Source extract:
┄┄┄┄┄┄┄┄┄┄
The story revolves around the Bigtree family, a self-styled "native tribe" who runs the titular alligator park on an island in the last bit of Florida's great swamp. The mother, Hilola, is the star of the show, and when she dies of cancer, both the park and family begin to fall apart. There is something inescapable about the parallel paths of slow degradation. Just as the cancer wasted a once vivacious woman into nothingness, so too does her absence bleed the life and cohesion out of Swamplandia! and the remaining Bigtrees. Chief Sam Bigtree (dad) and his pseudo-intellectual son Kiwi both leave the island in a pitiable and desperate search for income which will save the park. They do so separately, hiding from one another, but are nevertheless walking the same road. Meanwhile daughters Osceola and Ava, left alone on the island, stumble their way into searching for love in all the wrong the wrong places (to paraphrase the '80s). While their searching goes in very different, very strange, directions, they are both casting about for answers and affection without the guidance of their parents.
┄┄┄┄┄┄┄┄┄┄
Information shown:
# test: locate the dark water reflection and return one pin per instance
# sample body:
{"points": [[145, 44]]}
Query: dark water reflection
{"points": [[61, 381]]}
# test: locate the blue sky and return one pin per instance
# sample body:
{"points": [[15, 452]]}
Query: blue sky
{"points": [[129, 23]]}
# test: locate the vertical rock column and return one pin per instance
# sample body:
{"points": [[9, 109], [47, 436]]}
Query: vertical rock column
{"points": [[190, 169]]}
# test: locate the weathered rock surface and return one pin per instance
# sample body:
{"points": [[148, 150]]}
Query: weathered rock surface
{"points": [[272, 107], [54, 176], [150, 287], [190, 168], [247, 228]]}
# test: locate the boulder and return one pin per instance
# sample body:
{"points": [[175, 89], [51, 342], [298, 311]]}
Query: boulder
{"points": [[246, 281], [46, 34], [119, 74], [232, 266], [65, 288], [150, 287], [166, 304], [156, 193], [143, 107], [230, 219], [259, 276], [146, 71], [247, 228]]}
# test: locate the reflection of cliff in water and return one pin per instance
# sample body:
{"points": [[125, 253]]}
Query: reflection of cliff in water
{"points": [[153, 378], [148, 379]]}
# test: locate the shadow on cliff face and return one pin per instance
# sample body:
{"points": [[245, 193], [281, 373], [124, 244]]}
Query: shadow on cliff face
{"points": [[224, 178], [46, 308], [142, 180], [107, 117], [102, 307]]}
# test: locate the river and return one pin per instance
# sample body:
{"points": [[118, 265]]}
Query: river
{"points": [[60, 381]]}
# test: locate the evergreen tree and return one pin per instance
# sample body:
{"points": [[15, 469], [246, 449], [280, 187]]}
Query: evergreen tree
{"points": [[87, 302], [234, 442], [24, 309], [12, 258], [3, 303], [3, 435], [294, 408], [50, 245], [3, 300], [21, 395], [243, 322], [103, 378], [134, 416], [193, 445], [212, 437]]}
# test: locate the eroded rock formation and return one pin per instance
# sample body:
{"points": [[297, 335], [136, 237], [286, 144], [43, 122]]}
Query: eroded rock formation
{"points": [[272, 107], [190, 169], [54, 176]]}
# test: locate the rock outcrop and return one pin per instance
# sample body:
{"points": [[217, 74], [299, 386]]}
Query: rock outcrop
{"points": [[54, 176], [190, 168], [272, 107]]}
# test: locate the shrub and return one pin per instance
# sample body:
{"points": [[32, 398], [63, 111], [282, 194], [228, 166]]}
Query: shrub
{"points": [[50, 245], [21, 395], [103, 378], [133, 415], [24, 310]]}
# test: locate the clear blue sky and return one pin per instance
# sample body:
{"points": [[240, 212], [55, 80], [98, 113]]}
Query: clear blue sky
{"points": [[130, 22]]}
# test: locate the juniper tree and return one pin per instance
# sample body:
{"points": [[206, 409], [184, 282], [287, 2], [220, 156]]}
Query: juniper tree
┄┄┄┄┄┄┄┄┄┄
Write the next part of the passage about the Bigtree family and Swamplandia!, picking up after its final sentence. The records have no connection to the text.

More than anything else, this book is about loss and lack and the misguided lengths people will go to deal with their grief. While Russell focuses mainly on Ava (who narrates in first person) and Kiwi (whose story is told in 3rd), some sort of decline is as present in all the main characters as it is in the park itself. Notably, if there had been a strong guiding hand in the Bigtree family, each character could have been easily brought back to center. I suppose Hilola was that force, but the reader doesn't really get the chance to see that influence in action.

As much as I enjoyed reading the book, the ending was simply too pat to be satisfying. Without going into spoilers, I'll just say that it was entirely too convenient for the story which had preceded it. I couldn't help but wonder whether the various narrative threads and gone too far in different directions for Russell to swiftly weave them back together. It wouldn't have been an easy task, writing a more complex conclusion, but the entire novel would have been strengthened as a result.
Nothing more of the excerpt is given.